> **Task prompt**:
Restate the data below word for word. Skip any images it contains.

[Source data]

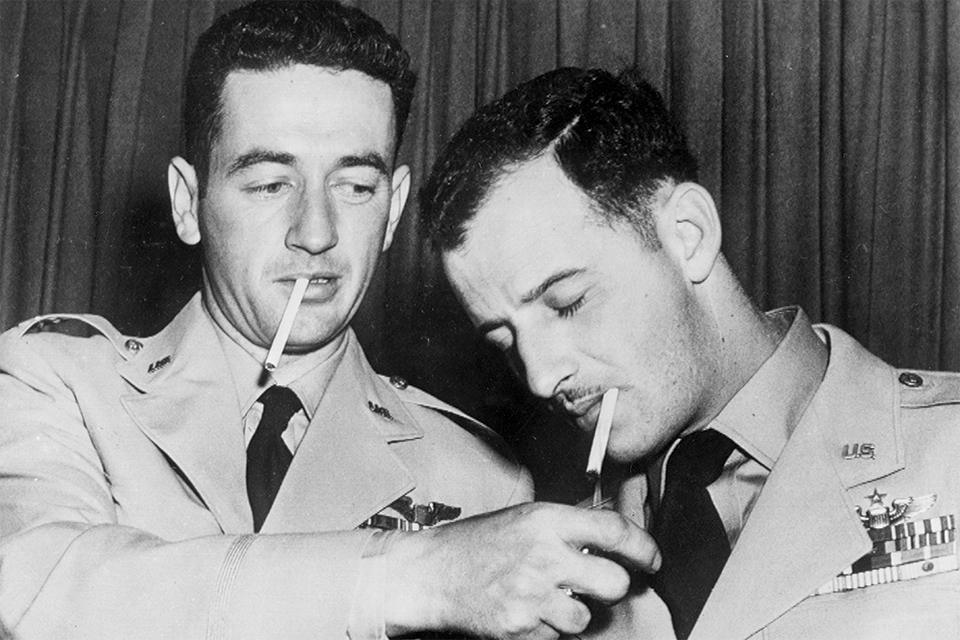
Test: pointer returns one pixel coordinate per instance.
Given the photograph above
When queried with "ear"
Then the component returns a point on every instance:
(184, 199)
(689, 227)
(398, 198)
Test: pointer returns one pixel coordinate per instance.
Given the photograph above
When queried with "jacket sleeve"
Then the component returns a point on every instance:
(69, 570)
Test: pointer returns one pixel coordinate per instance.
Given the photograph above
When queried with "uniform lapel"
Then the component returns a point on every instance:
(188, 408)
(344, 470)
(804, 529)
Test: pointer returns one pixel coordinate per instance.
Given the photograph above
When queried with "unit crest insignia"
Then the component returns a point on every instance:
(878, 515)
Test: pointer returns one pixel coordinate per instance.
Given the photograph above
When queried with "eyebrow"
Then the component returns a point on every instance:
(256, 156)
(373, 160)
(533, 294)
(541, 288)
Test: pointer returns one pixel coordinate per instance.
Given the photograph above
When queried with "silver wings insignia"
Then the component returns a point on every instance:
(878, 515)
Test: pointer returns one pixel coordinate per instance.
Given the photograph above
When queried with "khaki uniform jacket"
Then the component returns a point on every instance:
(123, 505)
(805, 529)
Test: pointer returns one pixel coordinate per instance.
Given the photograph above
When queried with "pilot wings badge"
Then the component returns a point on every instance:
(878, 515)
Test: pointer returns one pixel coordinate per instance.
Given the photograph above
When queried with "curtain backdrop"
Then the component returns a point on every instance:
(828, 132)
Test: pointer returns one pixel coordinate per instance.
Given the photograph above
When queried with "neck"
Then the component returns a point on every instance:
(741, 340)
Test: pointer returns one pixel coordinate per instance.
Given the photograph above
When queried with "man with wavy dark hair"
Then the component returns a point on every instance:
(796, 486)
(245, 473)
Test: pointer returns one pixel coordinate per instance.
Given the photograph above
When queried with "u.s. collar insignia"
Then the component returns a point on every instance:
(878, 515)
(383, 412)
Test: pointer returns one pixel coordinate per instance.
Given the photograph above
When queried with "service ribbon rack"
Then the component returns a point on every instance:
(902, 552)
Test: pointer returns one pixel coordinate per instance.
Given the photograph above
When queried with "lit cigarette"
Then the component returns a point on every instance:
(602, 433)
(286, 324)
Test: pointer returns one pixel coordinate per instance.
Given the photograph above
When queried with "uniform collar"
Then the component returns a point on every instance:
(308, 375)
(762, 415)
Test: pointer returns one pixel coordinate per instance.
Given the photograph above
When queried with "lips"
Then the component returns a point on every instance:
(320, 288)
(580, 407)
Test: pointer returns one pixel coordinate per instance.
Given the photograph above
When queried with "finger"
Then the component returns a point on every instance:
(565, 613)
(597, 578)
(613, 535)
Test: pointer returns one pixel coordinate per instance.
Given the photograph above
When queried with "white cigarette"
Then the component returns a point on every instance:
(286, 324)
(602, 433)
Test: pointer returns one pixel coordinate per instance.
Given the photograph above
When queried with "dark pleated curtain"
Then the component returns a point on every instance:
(828, 132)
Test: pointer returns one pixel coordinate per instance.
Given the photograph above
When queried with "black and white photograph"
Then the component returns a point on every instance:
(506, 319)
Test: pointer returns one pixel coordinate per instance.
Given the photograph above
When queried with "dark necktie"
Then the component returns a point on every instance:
(688, 529)
(267, 455)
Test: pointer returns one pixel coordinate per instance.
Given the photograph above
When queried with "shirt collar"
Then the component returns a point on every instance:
(763, 414)
(308, 375)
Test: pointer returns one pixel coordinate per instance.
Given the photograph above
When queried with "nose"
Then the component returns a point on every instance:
(313, 224)
(545, 362)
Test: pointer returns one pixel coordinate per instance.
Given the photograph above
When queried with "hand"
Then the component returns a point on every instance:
(504, 574)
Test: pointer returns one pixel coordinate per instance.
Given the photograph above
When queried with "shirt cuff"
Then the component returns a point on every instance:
(367, 617)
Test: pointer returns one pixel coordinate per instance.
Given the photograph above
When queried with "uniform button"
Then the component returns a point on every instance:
(910, 379)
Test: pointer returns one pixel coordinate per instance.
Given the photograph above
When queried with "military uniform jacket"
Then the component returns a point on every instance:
(123, 506)
(871, 434)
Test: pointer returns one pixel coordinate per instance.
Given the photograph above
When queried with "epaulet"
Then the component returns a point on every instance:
(409, 393)
(81, 325)
(928, 388)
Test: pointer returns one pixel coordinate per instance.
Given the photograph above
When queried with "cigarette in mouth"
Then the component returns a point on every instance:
(600, 437)
(286, 324)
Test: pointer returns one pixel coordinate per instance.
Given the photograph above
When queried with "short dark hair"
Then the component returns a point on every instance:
(611, 135)
(271, 34)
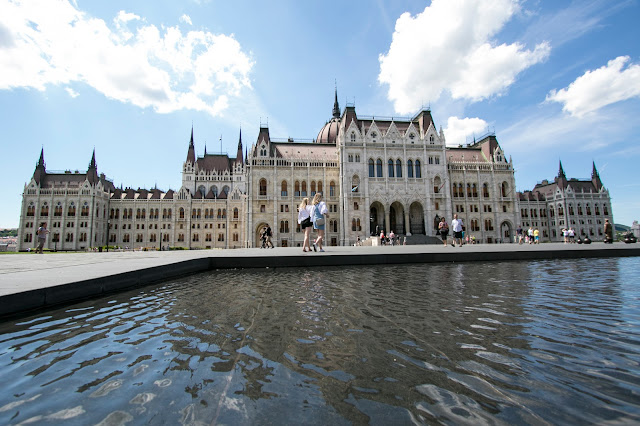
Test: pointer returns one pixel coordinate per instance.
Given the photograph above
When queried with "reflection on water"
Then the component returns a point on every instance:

> **Task output**:
Test: pointer returns one pixel coordinate per instance.
Given the photograph above
When queried with "ear"
Then the component returns a point on every instance:
(184, 199)
(689, 227)
(398, 198)
Test: pointer returns one pixel coordinate per instance.
Given the photograph above
When queried with "jacket sleeve"
Then the component returns a point on every instance:
(69, 570)
Test: pointer returns one pixel coordinate per instance.
Given the photograph above
When queried with "uniform lapel"
Then the component returns a point on every instance:
(188, 408)
(344, 470)
(804, 529)
Test: pointer returns one pixel coordinate per instance.
Given the photograph above
When queried with "unit crest insignia"
Then the component returns a point on every instance:
(878, 515)
Test: pointer returns one pixel coordinate per instance.
Given the photograph above
When queried with "eyebrow"
Then the component returns a point on every instance:
(256, 156)
(373, 160)
(533, 294)
(541, 288)
Test: pointer returns one pixel coordinate per instance.
Given the photograph above
When queried with "silver wings insignia"
Then the component returns a point on every instance:
(878, 515)
Test: pointer returns one pixel coordinate per instance.
Given the photograph above
When queried with "khaki uniform jacket"
Then the component returns a point on every instance:
(123, 505)
(805, 529)
Test: pointer returns one pixel coordinate per instance.
Given the photograph above
When queried with "pilot wings badge"
Then the component returns a point on every instance:
(878, 515)
Test: pointer returns one pixel coordinate per instance.
Given the photograph above
When queried with "curtain backdrop"
Then the component returns a point on every instance:
(828, 132)
Test: pointer returns one pixel coordinate per instance.
Given the photograph above
When queried with "neck"
Then the component returns a point on every instance:
(741, 340)
Test: pointer returns one pixel coordinate per instance.
Given the photograph above
When queried with "man with wavy dark hair"
Then the component returns a point on every instance:
(796, 486)
(245, 473)
Test: pointer returns one pixel coordinate per instance.
Given the photograph above
When queried with "u.s. collar insignia"
Then the component returns a point on every instance:
(878, 515)
(383, 412)
Test: pointer returns one pixel coordinate per instance.
Given the photograph above
When queried with "service ribbon rack"
Then the component returns a point on every instance:
(902, 552)
Test: pointer returns one pixel coordinate per instance.
Given the photograph above
When queried with "lit cigarette"
Then the component returns a point on every instance:
(602, 433)
(286, 324)
Test: pointer returns one pixel coordinate per instance.
Given the photograph above
When queried with "uniform collar"
Then the component returns a point on every instance:
(308, 375)
(762, 415)
Test: pointer returns one pixel coordinate per instance.
Given the photograph above
When queried with "lips"
Then the component returns a point on every instance:
(320, 288)
(580, 407)
Test: pointer returns one pixel coordinate per instance.
Given the photograph above
When queried with "finger"
Then the component returns a point on every instance:
(565, 613)
(597, 578)
(613, 535)
Test: pointer returns one pixel coordinate per instance.
Given the photograph above
When queried with "white cigarette"
Then the component returns a point on every instance:
(286, 324)
(602, 433)
Test: pointer returns one pixel coordinate per instance.
Given the photograph above
When queried with "dark pleated curtain"
Then the component returns a point on every instance:
(828, 132)
Test: pointer returns one pixel coordinate per instance.
Given the photograph above
When queried with "black and white photograph"
Then the component returns a point on every instance:
(506, 319)
Test: pointer returns one pixel coordinate per instance.
Given the photograph above
When queried with "dark necktie"
Then the component returns a point on every instance:
(688, 529)
(267, 455)
Test: pointer returns one pixel coordinate per instance.
Given the photograph above
When queried with "shirt collar"
Then the component returns a point on every instance:
(763, 414)
(308, 375)
Test: pointer returns one pixel coordinate per instance.
Given the photograph above
When queried with "nose"
Then the component returns a point on every instance:
(313, 224)
(545, 362)
Test: pointer returns one pixel coordinate per instance.
Given the photograph above
When queried with "hand"
Then the component returns a point on every instance:
(504, 574)
Test: pointer returns one pixel coordinate per instance.
Given the photograph above
When queried with "shirt cuff"
Then the component returns a point on every instance:
(367, 617)
Test: pointer returns one pixel coordinate per instance.
Given the photograph above
When queried with "uniform button"
Then the component returns a point on every instance:
(910, 379)
Test: pointer returns one pixel coordinate per instance.
Given the photograph above
When queried with "military uniform jacket"
Then the component returns a point on every instance:
(123, 506)
(871, 434)
Test: pointer returns one pixel coordinate per instance.
Given the photograph above
When queried with "epaulet"
Then the component returns a point on every instance:
(409, 393)
(81, 325)
(928, 388)
Test: pointer returns one pixel coordinate per instance.
Given the photograph above
When queried with "cigarette in mouth"
Then the component returns a point on every instance:
(600, 437)
(286, 324)
Test: pointer returns one pixel coordinate per instance.
Given the photograph above
When queried with "short dark hair"
Then the component returns a point on every instance:
(611, 135)
(271, 34)
Test: pointer returns one pixel coordinate per instance.
Given the photograph above
When queried with "reflection on water"
Then the component returns a point on every instance:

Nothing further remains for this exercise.